Given data -
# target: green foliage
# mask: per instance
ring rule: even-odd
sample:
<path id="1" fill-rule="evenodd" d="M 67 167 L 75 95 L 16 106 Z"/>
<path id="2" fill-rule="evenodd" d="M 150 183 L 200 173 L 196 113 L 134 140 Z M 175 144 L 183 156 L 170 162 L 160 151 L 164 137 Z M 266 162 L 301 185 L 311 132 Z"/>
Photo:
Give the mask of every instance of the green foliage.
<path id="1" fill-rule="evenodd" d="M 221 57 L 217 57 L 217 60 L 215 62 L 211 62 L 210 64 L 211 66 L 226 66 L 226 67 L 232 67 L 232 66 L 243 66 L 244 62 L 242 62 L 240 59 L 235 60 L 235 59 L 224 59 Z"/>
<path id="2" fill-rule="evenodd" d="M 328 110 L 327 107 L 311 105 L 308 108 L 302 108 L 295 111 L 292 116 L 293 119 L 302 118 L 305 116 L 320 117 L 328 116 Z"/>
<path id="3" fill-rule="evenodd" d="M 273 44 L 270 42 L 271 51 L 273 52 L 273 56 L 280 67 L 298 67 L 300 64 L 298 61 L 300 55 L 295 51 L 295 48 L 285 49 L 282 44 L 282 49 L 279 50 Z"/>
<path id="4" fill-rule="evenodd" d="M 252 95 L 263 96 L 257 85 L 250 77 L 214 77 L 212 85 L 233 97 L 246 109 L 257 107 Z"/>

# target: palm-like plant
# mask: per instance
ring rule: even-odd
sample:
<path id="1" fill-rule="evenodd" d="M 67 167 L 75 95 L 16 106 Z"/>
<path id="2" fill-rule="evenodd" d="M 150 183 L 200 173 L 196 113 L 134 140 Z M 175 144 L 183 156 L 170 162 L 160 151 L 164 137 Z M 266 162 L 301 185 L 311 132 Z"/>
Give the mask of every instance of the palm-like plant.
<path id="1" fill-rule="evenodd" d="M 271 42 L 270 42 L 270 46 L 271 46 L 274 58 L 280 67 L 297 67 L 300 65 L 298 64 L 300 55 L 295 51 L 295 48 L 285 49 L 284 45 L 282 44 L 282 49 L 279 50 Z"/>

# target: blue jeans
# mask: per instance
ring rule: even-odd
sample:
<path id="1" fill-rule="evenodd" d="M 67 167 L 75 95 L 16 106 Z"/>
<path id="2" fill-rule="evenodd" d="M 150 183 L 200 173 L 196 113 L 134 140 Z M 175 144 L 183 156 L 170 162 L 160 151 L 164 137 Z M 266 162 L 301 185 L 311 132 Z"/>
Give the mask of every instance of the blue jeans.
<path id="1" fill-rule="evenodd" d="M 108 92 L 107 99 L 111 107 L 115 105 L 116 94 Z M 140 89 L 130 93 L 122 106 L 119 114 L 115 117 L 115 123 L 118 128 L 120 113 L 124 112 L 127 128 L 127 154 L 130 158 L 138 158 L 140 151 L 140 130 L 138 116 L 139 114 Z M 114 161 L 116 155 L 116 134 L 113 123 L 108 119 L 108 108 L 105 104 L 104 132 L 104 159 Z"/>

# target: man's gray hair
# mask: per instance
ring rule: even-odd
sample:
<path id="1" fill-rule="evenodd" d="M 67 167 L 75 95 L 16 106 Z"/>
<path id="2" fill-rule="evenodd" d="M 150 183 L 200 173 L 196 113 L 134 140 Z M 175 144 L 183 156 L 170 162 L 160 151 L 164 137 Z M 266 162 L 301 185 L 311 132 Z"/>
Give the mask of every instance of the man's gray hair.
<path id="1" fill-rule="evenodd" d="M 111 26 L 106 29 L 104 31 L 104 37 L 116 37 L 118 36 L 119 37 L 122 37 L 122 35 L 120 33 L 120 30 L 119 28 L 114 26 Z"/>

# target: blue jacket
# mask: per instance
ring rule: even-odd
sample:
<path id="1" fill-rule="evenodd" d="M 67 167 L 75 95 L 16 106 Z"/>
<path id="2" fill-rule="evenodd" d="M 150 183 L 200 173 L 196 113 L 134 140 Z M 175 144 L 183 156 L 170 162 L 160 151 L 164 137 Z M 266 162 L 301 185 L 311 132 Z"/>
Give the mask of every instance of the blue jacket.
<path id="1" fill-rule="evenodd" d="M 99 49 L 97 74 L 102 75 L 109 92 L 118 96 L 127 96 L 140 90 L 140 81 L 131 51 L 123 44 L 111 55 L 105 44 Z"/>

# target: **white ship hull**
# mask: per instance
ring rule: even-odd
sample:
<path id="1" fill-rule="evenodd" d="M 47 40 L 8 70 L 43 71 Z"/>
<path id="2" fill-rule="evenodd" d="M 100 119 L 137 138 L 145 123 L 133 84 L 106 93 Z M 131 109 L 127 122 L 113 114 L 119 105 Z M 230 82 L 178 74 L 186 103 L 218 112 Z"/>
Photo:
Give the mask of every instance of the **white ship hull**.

Stated exercise - Arrange all the lines of the material above as a numbered list, leaving out the blank lines.

Reply to the task -
1. # target: green foliage
2. # mask: per instance
3. ring rule: even-odd
4. sample:
5. <path id="1" fill-rule="evenodd" d="M 67 167 L 75 95 L 16 106 Z"/>
6. <path id="2" fill-rule="evenodd" d="M 150 183 L 200 173 L 196 113 L 134 140 Z M 175 144 L 183 156 L 170 162 L 160 151 L 164 137 Z M 266 162 L 301 185 L 311 132 Z"/>
7. Photo:
8. Give the mask of every instance of the green foliage.
9. <path id="1" fill-rule="evenodd" d="M 221 57 L 217 57 L 217 60 L 215 62 L 211 62 L 210 64 L 211 66 L 226 66 L 226 67 L 232 67 L 232 66 L 243 66 L 244 62 L 242 62 L 240 59 L 235 60 L 235 59 L 224 59 Z"/>
10. <path id="2" fill-rule="evenodd" d="M 328 110 L 327 107 L 311 105 L 308 108 L 302 108 L 295 111 L 292 116 L 293 119 L 302 118 L 305 116 L 320 117 L 328 116 Z"/>
11. <path id="3" fill-rule="evenodd" d="M 273 44 L 270 42 L 271 51 L 273 52 L 273 56 L 280 67 L 298 67 L 300 64 L 298 61 L 300 55 L 295 51 L 295 48 L 285 49 L 282 44 L 282 49 L 279 50 Z"/>
12. <path id="4" fill-rule="evenodd" d="M 252 95 L 263 96 L 257 85 L 250 77 L 214 77 L 212 85 L 233 97 L 246 109 L 257 107 Z"/>
13. # target: palm-like plant
14. # mask: per instance
15. ring rule: even-odd
16. sample:
17. <path id="1" fill-rule="evenodd" d="M 67 167 L 75 95 L 16 106 Z"/>
18. <path id="2" fill-rule="evenodd" d="M 150 183 L 200 173 L 196 113 L 134 140 Z M 175 144 L 183 156 L 170 162 L 160 151 L 164 137 Z M 266 162 L 301 185 L 311 132 Z"/>
19. Give the mask of every instance of the palm-like plant.
20. <path id="1" fill-rule="evenodd" d="M 271 42 L 270 42 L 270 46 L 271 46 L 274 58 L 280 67 L 297 67 L 300 65 L 298 64 L 300 55 L 295 51 L 295 48 L 285 49 L 284 45 L 282 44 L 282 49 L 279 50 Z"/>
21. # target: blue jeans
22. # mask: per instance
23. ring rule: even-odd
24. sample:
25. <path id="1" fill-rule="evenodd" d="M 67 167 L 75 95 L 16 106 Z"/>
26. <path id="2" fill-rule="evenodd" d="M 150 183 L 200 173 L 196 113 L 134 140 Z M 175 144 L 183 156 L 170 162 L 160 151 L 164 137 Z M 266 162 L 301 185 L 311 132 Z"/>
27. Give the mask of every instance of the blue jeans.
28. <path id="1" fill-rule="evenodd" d="M 108 92 L 107 99 L 111 107 L 115 105 L 116 94 Z M 140 89 L 130 93 L 122 106 L 119 114 L 115 117 L 115 123 L 118 128 L 120 113 L 124 112 L 127 128 L 127 154 L 130 158 L 138 158 L 140 151 L 140 130 L 138 116 L 139 114 Z M 114 161 L 116 155 L 116 134 L 113 123 L 108 119 L 108 108 L 105 104 L 104 132 L 104 159 Z"/>
29. # target: man's gray hair
30. # mask: per instance
31. ring rule: even-odd
32. sample:
33. <path id="1" fill-rule="evenodd" d="M 67 167 L 75 95 L 16 106 Z"/>
34. <path id="2" fill-rule="evenodd" d="M 150 183 L 200 173 L 196 113 L 134 140 Z M 175 144 L 183 156 L 170 162 L 160 151 L 164 137 Z M 266 162 L 301 185 L 311 132 Z"/>
35. Give the mask of every instance of the man's gray hair.
36. <path id="1" fill-rule="evenodd" d="M 111 26 L 106 29 L 104 31 L 104 37 L 116 37 L 118 36 L 119 37 L 122 37 L 122 35 L 120 33 L 120 30 L 119 28 L 114 26 Z"/>
37. # target: blue jacket
38. # mask: per instance
39. ring rule: even-odd
40. sample:
41. <path id="1" fill-rule="evenodd" d="M 67 167 L 75 95 L 16 106 Z"/>
42. <path id="2" fill-rule="evenodd" d="M 150 183 L 200 173 L 196 113 L 134 140 Z M 175 144 L 183 156 L 170 162 L 160 151 L 164 137 Z M 266 162 L 301 185 L 311 132 Z"/>
43. Give the mask of every instance of the blue jacket.
44. <path id="1" fill-rule="evenodd" d="M 99 49 L 97 74 L 102 75 L 109 92 L 118 96 L 127 96 L 140 90 L 140 81 L 131 51 L 123 44 L 111 55 L 105 44 Z"/>
45. # target: **white ship hull**
46. # mask: per instance
47. ring rule: even-odd
48. sample:
49. <path id="1" fill-rule="evenodd" d="M 47 40 L 8 70 L 43 71 Z"/>
50. <path id="2" fill-rule="evenodd" d="M 100 119 L 137 138 L 145 123 L 133 84 L 106 93 Z M 131 109 L 127 122 L 113 114 L 119 105 Z M 230 82 L 178 74 L 186 103 L 218 112 Z"/>
51. Photo:
52. Give the mask of every instance of the **white ship hull**.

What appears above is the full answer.